■ Exercice écrit
Poursuivez l'extrait ci-dessous sur le journaliste de cinéma en reprenant juste après sa dernière phrase.

Le journaliste de cinéma est
une curieuse espèce qu’Honoré de Balzac n’a pas eu la chance
d’étudier dans son célèbre essai Les Journalistes.
Il aurait été sûrement
amusé par le tiraillement intrinsèque dudit journaliste
entre sa passion complètement animale du septième art (qui
le poussa aux conférences de presse de Venise à se ruer
sur sa proie, comprenez star de cinéma, à peine la dernière
syllabe prononcée par l’animateur de la séance) et son look
de reporter pro, qui se doit de rester impassible devant
la liesse générale, et se montrer le plus neutre possible,
c’est-à-dire objectif.
De l’autre
côté de la barrière, la star de cinéma, objet de toutes
les convoitises, préférait arborer un sourire immaculé (Tom
Cruise) ou selon l’humeur du moment, un air fâché, les lunettes
de soleil étant alors redevenues de rigueur (Denzel Washington).

■ Données fournies
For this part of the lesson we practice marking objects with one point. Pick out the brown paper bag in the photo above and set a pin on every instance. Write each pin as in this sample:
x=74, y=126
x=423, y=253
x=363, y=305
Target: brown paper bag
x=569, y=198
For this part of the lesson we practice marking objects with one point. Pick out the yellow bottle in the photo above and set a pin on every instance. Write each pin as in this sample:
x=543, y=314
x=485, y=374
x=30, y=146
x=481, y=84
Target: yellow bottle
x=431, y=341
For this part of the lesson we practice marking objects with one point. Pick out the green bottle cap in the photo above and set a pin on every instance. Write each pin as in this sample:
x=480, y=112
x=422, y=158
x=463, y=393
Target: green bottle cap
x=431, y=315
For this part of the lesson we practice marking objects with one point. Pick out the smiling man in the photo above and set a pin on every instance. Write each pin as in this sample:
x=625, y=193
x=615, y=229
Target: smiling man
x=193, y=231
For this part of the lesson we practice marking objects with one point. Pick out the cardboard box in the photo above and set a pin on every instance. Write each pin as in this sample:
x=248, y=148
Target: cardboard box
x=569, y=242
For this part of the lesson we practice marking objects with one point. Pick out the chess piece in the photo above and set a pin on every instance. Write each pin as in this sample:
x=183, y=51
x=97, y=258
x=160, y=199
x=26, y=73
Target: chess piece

■ Corrigé proposé
Evidemment, plus l’attente de la rencontre avec la star
était grande, plus grande était sa déception.
Ainsi, un journaliste qui déclarait
son admiration avec fougue à un Jeremy Irons visiblement
agaçé qu’on lui préfère Al Pacino, lors de la conférence
de presse, lui répliqua sèchement : « Monsieur,
on voit bien que vous n’avez pas vu tous mes films. »
Et bang !
Egalement coutumier de l’uppercut verbal, Denzel Washington
ne voulait décidément pas prendre la parole. Ses « oui »
et « non » exaspérés montraient très clairement
qu’on le dérangeait.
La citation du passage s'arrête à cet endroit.